**TASK PROMPT:** In the continued fraction page, condense the paragraph that begins "Note that by Simple Infinite Continued Fraction Converges" into one shorter sentence that keeps its main facts.

Simple Infinite Continued Fraction Converges to Irrational Number
Theorem
The value of any simple infinite continued fraction in $\R$ is irrational.
Proof
Let $\sqbrk {a_0, a_1, a_2, \ldots}$ be a simple infinite continued fraction.
Note that by Simple Infinite Continued Fraction Converges, a simple infinite continued fraction is indeed convergent, say to $x \in \R$.
Let $p_0, p_1, \ldots$ and $q_0, q_1, \ldots$ be its numerators and denominators.
Let $C_0, C_1, \ldots$ be its convergents, so that $C_n = p_n/q_n$ for $n \ge 0$.

**STORED RECORDS:**

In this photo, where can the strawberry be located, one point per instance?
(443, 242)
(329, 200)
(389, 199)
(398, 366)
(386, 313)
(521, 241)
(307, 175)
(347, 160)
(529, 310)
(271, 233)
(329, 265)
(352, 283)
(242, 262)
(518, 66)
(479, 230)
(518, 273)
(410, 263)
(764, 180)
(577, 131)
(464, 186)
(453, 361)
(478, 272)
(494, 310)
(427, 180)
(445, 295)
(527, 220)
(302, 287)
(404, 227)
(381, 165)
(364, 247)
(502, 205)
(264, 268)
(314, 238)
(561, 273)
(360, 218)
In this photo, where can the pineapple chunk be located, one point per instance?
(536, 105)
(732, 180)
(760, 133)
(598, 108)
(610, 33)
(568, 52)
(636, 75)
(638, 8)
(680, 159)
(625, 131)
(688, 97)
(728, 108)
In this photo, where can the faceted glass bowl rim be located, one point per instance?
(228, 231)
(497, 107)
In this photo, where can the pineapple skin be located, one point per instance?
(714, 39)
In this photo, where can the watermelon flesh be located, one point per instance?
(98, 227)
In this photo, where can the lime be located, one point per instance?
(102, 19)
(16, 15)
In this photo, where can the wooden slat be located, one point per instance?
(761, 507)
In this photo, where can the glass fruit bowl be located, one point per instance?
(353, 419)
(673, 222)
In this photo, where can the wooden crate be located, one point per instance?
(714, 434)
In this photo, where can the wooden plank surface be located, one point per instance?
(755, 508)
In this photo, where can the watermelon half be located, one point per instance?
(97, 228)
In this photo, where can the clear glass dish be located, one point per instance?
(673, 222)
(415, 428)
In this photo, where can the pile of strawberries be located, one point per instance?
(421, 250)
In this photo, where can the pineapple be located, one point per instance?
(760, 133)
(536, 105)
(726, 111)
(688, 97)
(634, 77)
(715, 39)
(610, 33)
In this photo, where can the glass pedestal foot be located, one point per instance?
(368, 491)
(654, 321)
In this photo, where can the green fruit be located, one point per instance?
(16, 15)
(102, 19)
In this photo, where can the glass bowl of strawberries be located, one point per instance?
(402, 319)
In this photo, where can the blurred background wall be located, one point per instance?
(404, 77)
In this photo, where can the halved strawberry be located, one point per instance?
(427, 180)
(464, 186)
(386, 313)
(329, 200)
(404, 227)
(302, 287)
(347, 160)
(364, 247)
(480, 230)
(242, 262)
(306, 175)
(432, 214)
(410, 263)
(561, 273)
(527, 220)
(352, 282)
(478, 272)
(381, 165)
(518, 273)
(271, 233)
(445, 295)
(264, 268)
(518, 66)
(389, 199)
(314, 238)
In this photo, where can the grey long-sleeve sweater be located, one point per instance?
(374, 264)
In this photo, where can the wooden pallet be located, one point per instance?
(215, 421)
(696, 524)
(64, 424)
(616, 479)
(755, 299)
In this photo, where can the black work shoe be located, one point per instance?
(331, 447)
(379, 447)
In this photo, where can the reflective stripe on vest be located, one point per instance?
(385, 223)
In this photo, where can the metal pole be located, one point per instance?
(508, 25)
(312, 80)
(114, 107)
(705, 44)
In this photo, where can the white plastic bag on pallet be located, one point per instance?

**EXERCISE OUTPUT:** By Simple Infinite Continued Fraction Converges, the simple infinite continued fraction converges to some $x \in \R$.